Return, from the data below, each line that contains the word "approximate".

**Data under study:**
⁂

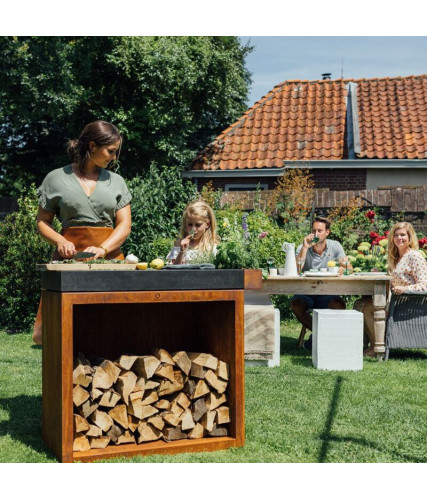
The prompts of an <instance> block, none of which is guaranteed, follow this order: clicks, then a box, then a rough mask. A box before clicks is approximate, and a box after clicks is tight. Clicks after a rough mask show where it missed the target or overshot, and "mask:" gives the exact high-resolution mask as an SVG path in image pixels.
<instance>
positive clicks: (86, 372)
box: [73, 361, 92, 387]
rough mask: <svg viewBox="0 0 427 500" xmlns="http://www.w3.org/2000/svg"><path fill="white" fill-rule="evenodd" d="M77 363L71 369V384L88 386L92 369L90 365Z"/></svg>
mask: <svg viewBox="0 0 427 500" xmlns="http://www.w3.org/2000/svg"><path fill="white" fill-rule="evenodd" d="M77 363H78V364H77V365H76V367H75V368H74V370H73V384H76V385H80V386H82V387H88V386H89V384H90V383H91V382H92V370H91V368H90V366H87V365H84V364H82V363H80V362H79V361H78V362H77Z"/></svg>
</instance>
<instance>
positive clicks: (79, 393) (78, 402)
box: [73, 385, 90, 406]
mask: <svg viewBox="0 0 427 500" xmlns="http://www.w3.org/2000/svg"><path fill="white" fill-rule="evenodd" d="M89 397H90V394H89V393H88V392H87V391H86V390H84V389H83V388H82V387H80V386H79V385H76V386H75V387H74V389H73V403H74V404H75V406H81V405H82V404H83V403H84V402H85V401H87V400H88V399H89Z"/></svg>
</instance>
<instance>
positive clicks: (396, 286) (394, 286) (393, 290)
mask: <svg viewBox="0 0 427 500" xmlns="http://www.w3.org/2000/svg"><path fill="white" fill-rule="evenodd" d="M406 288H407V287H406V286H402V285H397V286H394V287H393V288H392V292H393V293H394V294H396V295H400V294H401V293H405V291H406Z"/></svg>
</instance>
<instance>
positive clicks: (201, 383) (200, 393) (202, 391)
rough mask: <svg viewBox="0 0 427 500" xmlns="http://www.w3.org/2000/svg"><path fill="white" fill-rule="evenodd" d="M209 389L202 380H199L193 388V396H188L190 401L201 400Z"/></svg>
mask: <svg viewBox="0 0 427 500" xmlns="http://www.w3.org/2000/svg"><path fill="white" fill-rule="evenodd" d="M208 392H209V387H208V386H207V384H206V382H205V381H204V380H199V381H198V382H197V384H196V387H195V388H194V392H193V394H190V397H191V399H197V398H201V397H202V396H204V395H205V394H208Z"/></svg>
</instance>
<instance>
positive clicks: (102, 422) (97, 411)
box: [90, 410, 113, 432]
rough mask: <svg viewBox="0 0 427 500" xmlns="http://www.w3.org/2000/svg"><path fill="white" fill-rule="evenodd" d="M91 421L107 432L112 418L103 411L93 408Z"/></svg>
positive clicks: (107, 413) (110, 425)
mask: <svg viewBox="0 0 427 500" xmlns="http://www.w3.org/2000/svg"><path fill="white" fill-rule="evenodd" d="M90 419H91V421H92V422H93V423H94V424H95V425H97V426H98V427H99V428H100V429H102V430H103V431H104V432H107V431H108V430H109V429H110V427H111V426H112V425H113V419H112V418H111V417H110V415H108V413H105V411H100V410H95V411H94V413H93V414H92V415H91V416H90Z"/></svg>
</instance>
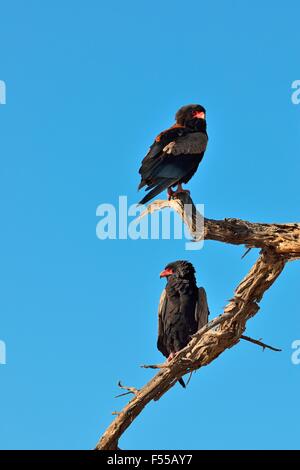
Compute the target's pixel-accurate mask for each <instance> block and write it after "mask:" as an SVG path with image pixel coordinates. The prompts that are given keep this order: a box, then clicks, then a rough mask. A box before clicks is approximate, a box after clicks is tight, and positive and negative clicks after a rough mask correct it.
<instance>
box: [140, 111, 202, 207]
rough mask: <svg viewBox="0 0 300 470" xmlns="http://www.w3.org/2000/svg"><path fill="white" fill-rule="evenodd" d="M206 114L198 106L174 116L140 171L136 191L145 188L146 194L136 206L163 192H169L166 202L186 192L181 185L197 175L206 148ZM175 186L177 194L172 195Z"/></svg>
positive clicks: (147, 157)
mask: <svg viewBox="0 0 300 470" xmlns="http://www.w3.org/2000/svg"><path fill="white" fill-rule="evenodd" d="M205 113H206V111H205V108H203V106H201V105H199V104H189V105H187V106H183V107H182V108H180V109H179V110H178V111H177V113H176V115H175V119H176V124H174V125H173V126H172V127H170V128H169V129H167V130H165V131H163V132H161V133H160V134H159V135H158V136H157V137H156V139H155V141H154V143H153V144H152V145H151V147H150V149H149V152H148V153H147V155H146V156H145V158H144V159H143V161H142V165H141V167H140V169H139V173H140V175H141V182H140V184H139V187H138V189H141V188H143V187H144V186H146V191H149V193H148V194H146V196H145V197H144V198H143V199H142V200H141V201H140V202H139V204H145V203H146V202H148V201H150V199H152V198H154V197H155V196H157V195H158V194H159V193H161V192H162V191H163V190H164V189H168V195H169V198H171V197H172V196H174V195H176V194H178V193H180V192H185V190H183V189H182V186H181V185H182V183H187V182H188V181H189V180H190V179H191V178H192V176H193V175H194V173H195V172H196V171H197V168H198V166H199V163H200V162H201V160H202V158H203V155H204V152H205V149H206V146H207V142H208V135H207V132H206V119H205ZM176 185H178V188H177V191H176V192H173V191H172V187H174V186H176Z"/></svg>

⁂

**Reply:**
The prompts of an <instance> block, none of which is guaranteed, follow this order: clicks, then a box, then a rough mask. A box before clicks is approximate, and a box after clicks is tight. Clicks after a rough mask show where it missed the target or overshot, and "mask:" gives the exact high-resolution mask as an SVG path in image pixels.
Compute the target's pixel-accurate mask for each <instance> block and write it after "mask:" as an SVG path with image pixel coordinates. The prompts that are given keep this order: a box, then clicks, then a rough mask. A box before clicks is approximate, a box after clicks is tight, and positive and negative clicks after a rough mask correct it.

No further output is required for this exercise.